# WHAT TO PRODUCE
Please give the stretch from the line containing "Outline the mountain in the picture above." through the line containing "[563, 199, 960, 407]" again, replacing "mountain" with "hill" and leaving everything else unchanged.

* begin *

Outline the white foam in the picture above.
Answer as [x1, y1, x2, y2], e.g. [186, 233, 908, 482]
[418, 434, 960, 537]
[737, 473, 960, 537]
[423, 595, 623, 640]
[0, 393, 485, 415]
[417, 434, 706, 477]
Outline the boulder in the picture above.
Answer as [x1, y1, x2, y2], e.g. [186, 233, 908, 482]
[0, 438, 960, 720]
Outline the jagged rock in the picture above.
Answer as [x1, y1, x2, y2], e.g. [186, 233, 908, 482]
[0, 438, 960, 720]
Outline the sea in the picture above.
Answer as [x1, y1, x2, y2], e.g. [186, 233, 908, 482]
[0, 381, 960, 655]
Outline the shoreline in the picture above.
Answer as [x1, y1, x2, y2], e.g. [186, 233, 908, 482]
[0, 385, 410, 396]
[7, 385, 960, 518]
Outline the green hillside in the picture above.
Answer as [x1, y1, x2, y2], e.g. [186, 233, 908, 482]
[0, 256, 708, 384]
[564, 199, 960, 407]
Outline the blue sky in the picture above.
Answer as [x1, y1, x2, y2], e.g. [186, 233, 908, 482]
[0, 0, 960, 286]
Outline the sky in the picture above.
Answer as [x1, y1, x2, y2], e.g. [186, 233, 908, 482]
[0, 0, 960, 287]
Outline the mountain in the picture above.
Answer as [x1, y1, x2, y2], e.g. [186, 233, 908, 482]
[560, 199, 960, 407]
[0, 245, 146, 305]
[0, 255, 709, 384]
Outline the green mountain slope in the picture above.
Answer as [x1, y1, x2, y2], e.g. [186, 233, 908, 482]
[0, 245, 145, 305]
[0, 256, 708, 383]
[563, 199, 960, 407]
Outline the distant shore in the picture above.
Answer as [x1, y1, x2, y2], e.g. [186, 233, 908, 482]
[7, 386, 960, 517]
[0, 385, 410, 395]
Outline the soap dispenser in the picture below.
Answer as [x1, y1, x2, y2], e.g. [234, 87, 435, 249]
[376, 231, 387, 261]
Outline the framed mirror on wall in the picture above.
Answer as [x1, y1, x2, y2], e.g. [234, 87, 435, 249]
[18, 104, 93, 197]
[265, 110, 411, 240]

* end *

# WORKED SOLUTION
Outline the hill in the picture above.
Answer as [x1, y1, x2, y2], e.g. [186, 233, 908, 482]
[560, 199, 960, 407]
[0, 245, 146, 305]
[0, 255, 709, 384]
Outline the green hill slope in the picture above.
Answer as [x1, y1, x2, y2], e.g. [186, 233, 908, 482]
[0, 245, 145, 305]
[0, 256, 708, 383]
[563, 199, 960, 407]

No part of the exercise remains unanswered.